Which lines in the items below contain the string "horizon", with matching case? Copy each of those lines in full.

■ **DATA FOR THIS TASK**:
• • •

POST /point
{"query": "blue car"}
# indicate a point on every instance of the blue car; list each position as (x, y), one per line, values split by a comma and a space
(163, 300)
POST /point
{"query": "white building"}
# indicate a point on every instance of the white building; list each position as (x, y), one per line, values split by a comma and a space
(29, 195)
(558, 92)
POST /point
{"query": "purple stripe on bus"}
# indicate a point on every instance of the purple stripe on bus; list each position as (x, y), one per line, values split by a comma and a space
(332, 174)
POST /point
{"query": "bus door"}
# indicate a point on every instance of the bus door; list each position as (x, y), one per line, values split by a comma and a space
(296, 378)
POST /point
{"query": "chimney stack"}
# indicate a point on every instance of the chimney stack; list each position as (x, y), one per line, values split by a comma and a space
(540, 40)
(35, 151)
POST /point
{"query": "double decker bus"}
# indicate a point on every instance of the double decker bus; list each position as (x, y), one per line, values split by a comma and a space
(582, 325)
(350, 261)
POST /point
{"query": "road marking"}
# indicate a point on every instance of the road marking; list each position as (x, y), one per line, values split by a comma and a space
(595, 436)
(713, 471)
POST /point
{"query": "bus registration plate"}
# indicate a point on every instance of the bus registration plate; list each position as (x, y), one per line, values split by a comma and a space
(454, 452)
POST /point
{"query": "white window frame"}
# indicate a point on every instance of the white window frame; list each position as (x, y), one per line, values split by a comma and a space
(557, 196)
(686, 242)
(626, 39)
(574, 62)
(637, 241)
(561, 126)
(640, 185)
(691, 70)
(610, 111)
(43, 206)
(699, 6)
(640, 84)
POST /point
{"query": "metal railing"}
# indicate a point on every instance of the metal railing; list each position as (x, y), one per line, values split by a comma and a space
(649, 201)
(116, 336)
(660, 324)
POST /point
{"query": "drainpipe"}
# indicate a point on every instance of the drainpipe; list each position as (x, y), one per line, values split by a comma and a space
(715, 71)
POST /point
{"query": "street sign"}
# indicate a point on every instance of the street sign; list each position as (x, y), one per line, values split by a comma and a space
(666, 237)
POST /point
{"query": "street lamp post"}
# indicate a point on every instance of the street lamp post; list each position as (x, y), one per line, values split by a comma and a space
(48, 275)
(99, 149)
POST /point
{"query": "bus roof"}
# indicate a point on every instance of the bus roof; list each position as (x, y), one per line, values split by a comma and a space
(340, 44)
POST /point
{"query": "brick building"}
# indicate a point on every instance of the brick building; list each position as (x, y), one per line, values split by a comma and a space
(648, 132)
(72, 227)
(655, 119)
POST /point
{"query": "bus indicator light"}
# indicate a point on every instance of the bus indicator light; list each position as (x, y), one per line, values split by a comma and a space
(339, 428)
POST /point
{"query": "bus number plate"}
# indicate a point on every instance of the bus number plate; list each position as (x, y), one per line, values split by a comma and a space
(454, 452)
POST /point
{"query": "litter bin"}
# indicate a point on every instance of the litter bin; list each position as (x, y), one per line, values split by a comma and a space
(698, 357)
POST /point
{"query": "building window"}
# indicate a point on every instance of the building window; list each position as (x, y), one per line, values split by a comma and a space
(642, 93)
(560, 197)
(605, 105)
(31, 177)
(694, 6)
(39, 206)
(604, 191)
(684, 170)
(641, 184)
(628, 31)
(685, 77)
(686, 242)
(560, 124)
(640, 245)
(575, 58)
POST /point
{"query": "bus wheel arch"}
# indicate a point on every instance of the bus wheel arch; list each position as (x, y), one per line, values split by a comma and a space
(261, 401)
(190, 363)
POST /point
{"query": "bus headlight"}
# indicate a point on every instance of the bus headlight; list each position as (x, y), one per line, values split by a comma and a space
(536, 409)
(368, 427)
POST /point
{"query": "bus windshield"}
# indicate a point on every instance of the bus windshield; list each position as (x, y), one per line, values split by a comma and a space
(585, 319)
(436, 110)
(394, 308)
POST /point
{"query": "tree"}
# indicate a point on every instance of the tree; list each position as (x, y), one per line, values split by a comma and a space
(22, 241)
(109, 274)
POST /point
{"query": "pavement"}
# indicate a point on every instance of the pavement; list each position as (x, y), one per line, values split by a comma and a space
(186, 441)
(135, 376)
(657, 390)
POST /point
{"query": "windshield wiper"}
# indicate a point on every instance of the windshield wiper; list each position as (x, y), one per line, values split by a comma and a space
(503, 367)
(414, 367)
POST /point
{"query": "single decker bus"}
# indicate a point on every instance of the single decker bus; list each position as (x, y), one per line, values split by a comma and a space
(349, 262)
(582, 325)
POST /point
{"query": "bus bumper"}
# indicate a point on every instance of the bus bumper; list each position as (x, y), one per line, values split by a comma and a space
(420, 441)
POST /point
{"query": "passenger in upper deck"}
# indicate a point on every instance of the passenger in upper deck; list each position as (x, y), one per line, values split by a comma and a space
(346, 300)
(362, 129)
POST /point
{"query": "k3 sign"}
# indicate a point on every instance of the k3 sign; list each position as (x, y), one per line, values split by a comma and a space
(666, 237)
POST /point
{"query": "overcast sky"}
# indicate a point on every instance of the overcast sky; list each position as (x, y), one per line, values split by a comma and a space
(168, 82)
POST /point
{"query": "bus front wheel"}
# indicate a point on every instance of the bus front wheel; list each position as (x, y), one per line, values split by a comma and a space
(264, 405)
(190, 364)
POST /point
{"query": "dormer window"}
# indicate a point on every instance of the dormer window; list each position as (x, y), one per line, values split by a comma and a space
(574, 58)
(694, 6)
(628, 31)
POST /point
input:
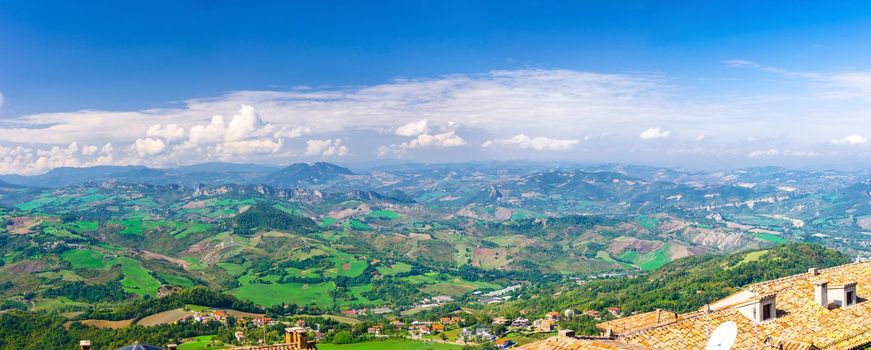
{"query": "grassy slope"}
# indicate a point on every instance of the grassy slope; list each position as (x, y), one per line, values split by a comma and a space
(390, 345)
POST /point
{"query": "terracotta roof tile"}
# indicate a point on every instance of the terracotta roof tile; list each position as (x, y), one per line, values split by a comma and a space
(800, 324)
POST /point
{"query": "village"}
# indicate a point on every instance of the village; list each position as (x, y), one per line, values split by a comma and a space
(380, 323)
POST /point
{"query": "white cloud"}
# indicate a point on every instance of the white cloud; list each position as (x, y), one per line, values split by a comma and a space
(172, 132)
(441, 140)
(413, 128)
(654, 133)
(209, 133)
(90, 150)
(325, 148)
(785, 153)
(850, 140)
(243, 125)
(253, 146)
(536, 143)
(149, 146)
(601, 109)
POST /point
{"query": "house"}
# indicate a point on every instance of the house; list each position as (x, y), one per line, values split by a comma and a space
(595, 314)
(350, 312)
(484, 334)
(819, 309)
(262, 321)
(553, 315)
(614, 311)
(438, 328)
(503, 343)
(442, 299)
(500, 320)
(381, 310)
(376, 329)
(543, 326)
(490, 300)
(520, 322)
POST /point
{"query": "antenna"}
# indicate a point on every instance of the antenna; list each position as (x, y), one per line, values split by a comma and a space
(723, 337)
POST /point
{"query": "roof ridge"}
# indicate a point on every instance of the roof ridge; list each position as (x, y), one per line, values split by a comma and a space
(828, 269)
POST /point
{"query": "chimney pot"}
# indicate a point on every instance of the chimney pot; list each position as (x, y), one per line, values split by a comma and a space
(821, 293)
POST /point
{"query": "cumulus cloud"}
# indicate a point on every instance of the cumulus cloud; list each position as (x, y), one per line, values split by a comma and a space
(440, 140)
(413, 128)
(850, 140)
(171, 132)
(654, 133)
(773, 152)
(325, 148)
(536, 143)
(26, 160)
(247, 147)
(604, 110)
(148, 146)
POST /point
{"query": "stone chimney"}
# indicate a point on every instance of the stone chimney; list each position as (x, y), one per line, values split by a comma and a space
(843, 294)
(821, 293)
(760, 309)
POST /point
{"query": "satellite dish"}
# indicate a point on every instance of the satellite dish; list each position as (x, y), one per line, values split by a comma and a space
(723, 337)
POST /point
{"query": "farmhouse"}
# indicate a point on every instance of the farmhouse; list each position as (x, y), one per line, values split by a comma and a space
(820, 309)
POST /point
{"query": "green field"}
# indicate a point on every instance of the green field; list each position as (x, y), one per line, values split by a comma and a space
(770, 238)
(647, 261)
(384, 214)
(199, 343)
(648, 222)
(393, 344)
(290, 293)
(393, 269)
(137, 279)
(84, 258)
(176, 280)
(132, 227)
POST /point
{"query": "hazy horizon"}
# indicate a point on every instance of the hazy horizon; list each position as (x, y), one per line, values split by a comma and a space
(709, 87)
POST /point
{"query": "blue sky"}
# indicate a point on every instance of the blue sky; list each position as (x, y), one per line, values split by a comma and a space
(671, 83)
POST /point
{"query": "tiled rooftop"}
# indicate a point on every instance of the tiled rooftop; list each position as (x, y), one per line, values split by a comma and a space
(635, 322)
(800, 323)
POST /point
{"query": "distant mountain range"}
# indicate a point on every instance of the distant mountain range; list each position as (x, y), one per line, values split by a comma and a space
(293, 176)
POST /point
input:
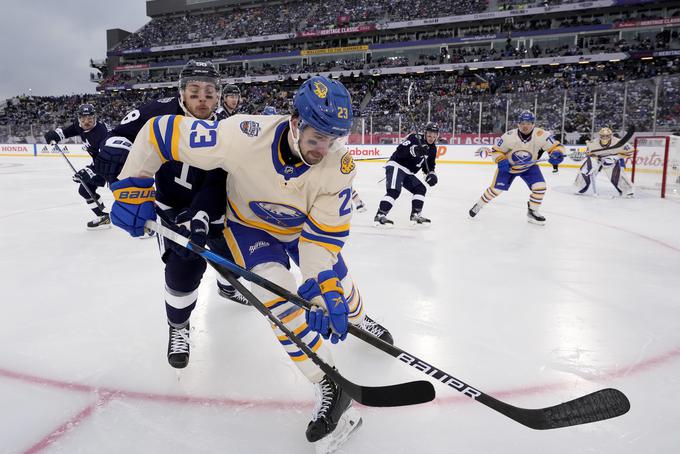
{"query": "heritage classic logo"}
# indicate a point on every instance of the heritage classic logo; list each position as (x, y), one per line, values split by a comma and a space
(320, 90)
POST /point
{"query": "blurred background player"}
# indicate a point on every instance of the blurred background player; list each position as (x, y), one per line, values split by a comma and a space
(231, 102)
(311, 168)
(92, 132)
(417, 152)
(189, 199)
(516, 153)
(612, 162)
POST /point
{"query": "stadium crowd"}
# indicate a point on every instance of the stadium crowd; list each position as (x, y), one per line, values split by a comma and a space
(383, 99)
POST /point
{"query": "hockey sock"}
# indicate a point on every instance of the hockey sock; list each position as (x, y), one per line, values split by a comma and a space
(489, 195)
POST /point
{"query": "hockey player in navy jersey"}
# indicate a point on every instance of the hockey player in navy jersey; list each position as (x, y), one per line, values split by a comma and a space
(92, 132)
(417, 152)
(231, 102)
(195, 199)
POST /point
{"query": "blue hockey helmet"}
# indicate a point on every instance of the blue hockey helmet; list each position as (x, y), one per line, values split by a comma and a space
(325, 105)
(86, 110)
(526, 116)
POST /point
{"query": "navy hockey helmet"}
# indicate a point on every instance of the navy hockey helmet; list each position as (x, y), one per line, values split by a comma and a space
(325, 105)
(431, 126)
(526, 116)
(202, 71)
(86, 110)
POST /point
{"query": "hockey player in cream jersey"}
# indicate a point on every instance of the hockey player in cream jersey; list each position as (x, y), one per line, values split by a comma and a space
(516, 153)
(612, 161)
(289, 197)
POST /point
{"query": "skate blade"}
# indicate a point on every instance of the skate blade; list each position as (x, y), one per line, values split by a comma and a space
(349, 422)
(99, 227)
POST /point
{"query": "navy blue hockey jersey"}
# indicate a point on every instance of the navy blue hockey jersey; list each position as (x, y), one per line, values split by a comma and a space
(178, 185)
(410, 155)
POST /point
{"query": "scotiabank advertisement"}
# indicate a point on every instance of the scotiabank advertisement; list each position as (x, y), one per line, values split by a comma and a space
(445, 153)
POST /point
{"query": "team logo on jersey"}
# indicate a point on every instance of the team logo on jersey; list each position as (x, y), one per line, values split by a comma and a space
(346, 163)
(320, 90)
(250, 128)
(278, 214)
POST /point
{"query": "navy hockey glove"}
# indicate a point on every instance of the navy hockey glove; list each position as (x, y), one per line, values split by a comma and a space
(503, 165)
(52, 136)
(193, 226)
(111, 158)
(556, 157)
(134, 204)
(328, 292)
(84, 175)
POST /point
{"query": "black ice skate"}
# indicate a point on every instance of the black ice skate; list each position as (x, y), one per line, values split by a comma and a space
(475, 209)
(418, 219)
(533, 216)
(371, 326)
(178, 346)
(102, 222)
(230, 293)
(334, 420)
(381, 220)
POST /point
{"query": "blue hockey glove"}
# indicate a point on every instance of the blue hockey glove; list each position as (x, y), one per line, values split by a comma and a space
(111, 158)
(134, 204)
(503, 165)
(333, 321)
(431, 179)
(556, 157)
(84, 175)
(197, 232)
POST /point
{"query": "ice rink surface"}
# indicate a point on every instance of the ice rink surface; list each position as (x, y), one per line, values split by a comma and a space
(532, 315)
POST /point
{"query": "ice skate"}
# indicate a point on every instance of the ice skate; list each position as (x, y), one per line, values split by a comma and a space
(381, 220)
(418, 219)
(334, 420)
(230, 293)
(102, 222)
(475, 209)
(178, 346)
(533, 216)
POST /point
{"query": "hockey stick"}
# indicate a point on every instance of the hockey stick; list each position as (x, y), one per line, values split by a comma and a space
(410, 393)
(597, 406)
(75, 172)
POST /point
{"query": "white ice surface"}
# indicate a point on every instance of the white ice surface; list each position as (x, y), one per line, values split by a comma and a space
(532, 315)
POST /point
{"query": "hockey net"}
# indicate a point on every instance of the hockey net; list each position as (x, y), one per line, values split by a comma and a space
(656, 164)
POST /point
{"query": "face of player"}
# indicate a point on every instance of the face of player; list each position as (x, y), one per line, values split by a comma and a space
(200, 99)
(87, 122)
(231, 102)
(431, 137)
(314, 146)
(525, 127)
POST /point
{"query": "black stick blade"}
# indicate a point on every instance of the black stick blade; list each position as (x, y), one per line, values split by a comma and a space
(410, 393)
(600, 405)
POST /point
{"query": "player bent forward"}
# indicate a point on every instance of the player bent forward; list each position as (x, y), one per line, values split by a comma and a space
(516, 153)
(289, 197)
(612, 162)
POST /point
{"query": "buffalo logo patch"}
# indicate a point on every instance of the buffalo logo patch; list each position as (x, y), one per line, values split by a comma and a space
(250, 128)
(320, 90)
(347, 163)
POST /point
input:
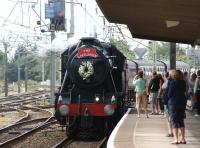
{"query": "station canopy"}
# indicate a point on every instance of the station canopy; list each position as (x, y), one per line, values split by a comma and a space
(164, 20)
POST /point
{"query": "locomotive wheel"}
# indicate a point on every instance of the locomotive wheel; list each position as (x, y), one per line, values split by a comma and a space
(73, 128)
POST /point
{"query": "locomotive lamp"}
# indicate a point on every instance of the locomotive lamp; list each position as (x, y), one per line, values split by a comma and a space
(64, 110)
(113, 99)
(97, 99)
(109, 110)
(60, 100)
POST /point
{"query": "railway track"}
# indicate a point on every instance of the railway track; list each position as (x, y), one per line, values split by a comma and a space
(74, 142)
(16, 132)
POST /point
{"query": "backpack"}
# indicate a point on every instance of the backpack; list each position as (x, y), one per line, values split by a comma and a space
(155, 86)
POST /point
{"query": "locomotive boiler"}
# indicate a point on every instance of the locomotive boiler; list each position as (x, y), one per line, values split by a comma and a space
(93, 88)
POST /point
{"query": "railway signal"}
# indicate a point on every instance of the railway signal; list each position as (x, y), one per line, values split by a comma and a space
(55, 11)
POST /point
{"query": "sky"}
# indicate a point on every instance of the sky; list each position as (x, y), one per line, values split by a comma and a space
(18, 24)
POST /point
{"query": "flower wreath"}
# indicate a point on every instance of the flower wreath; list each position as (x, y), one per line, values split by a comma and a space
(86, 70)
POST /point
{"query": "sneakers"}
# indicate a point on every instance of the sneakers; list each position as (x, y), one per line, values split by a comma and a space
(170, 135)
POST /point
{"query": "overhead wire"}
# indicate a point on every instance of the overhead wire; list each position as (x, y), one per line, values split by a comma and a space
(10, 13)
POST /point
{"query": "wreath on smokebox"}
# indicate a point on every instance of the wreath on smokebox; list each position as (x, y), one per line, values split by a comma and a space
(86, 69)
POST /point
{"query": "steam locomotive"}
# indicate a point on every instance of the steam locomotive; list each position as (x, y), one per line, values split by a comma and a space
(93, 88)
(96, 86)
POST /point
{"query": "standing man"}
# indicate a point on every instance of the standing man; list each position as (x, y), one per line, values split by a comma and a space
(153, 88)
(141, 97)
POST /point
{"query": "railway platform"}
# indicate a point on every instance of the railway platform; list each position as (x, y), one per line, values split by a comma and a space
(133, 132)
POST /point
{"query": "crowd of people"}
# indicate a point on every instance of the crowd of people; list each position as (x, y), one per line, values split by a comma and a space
(168, 95)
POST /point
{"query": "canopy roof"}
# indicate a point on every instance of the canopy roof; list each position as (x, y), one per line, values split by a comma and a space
(164, 20)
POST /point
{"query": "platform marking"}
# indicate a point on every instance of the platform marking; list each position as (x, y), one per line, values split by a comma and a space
(113, 134)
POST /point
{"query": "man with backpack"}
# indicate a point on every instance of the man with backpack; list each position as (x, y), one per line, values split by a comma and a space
(153, 88)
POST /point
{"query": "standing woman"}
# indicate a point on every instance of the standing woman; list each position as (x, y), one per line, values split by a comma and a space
(177, 105)
(141, 96)
(197, 93)
(191, 90)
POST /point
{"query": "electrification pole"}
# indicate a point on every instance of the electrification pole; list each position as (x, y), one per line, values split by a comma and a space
(172, 55)
(53, 71)
(26, 78)
(18, 79)
(154, 55)
(42, 71)
(5, 69)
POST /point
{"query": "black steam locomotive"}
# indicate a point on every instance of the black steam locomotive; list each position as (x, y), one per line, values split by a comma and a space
(93, 88)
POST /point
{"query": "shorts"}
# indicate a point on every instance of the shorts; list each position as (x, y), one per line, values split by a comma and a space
(141, 100)
(153, 97)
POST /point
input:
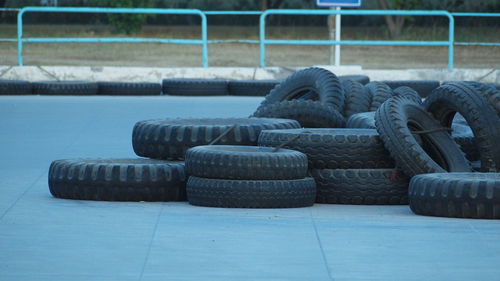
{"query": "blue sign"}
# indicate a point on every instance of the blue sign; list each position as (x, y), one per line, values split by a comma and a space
(339, 3)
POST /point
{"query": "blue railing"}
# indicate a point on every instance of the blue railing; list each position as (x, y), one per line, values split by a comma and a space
(450, 43)
(202, 42)
(264, 41)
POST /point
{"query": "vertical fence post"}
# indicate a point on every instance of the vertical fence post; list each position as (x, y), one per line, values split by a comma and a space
(204, 38)
(451, 40)
(20, 37)
(262, 39)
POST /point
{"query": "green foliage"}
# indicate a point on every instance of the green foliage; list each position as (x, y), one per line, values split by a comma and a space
(129, 23)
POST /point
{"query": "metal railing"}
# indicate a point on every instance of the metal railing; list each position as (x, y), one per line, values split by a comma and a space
(202, 42)
(476, 15)
(264, 41)
(450, 43)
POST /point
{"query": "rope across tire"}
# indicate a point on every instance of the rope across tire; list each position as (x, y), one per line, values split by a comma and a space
(398, 151)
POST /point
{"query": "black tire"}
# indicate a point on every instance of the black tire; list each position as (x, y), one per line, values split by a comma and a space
(15, 87)
(379, 92)
(81, 88)
(365, 120)
(361, 186)
(437, 153)
(459, 195)
(129, 89)
(310, 114)
(357, 98)
(408, 92)
(239, 162)
(447, 100)
(258, 88)
(118, 180)
(333, 148)
(362, 79)
(195, 87)
(251, 194)
(422, 87)
(316, 83)
(171, 138)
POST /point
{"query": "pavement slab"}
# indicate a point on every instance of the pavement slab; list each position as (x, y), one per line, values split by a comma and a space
(45, 238)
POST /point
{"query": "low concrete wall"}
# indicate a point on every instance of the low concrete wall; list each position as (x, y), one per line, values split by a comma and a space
(152, 74)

• • •

■ **RESULT FOR THIS TASK**:
{"query": "hazy horizon"}
# indicate a point on every instance of the hazy horizon; list each position as (x, y), one per line, values split by a comma and a space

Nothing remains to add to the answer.